__Textabschnitt__:

Ein ganz normaler Dienstagnachmittag auf der A555 bei Wesseling: Stau in der Baustelle!
Die IHK Köln wollte von Minister Schnieder wissen: Wie schaffen wir die große Deutschland-Sanierung? Hier ist die Antwort.
„Wir müssen jetzt liefern. Es ist für das Land und für die Wirtschaft wichtig, dass die Infrastruktur funktioniert, in der Stadt genauso wie auf dem Land. Wer ein Unternehmen in Deutschland hat, muss sich darauf verlassen können, dass die Logistik reibungslos funktioniert und nicht durch unnötige Bürokratie ausgebremst wird.
Patrick Schnieder (CDU), Bundesminister für Verkehr
Daher werden wir uns als echtes, starkes Infrastrukturministerium jetzt auf die Kernthemen konzentrieren. Denn wir haben im Verkehrsbereich enorme Aufgaben vor uns und werden im Haushalt anders priorisieren müssen. Wir müssen den Sanierungsstau beseitigen und brauchen dafür zusätzliche Investitionen. Das Geld muss effizient und möglichst schnell verbaut werden. Dafür brauchen wir deutlich mehr Tempo bei Planung und Genehmigung. Dies wird zentrales Anliegen meiner Arbeit sein.

__Aufgabe__:
Führe den Text über die Sanierung der Verkehrsinfrastruktur im Anschluss an seinen letzten Satz fort. Das Material spielt hierfür keine Rolle.

__Erfasste Daten__:

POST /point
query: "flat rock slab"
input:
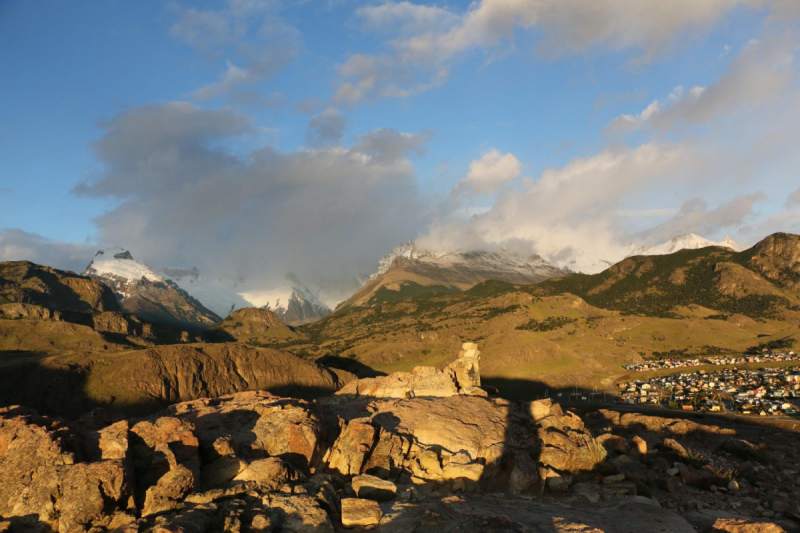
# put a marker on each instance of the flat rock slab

__Endergebnis__:
Damit wir endlich schneller vorankommen, werden wir mutiger bei der Beschleunigung der Planungs- und Genehmigungsverfahren. Wir werden zum Beispiel Verfahren konsequent digitalisieren und flexibler gestalten, ein einheitliches Verfahrensrecht für Infrastrukturvorhaben schaffen, Doppelprüfungen abbauen, Stichtagsregelungen einführen, Fristen verkürzen und das Verbandsklagerecht straffen.
Die Schiene spielt eine zentrale Rolle
Wir beenden den Sanierungsstau bei der Infrastruktur. Viele Brücken, Tunnel, Straßen und Schienen sind marode und müssen dringend saniert werden. Dabei setzen wir auf den Grundsatz „Erhalt vor Neubau“. Wir bringen gemeinsam mit der Autobahn GmbH die Bundesfernstraßen auf Vordermann. Wir schließen Autobahnlücken, binden den ländlichen Raum besser an und sparen somit übrigens auch Abgase und CO2 ein, weil wir den Menschen und Unternehmen Umwege ersparen. An den Klimazielen halten wir fest.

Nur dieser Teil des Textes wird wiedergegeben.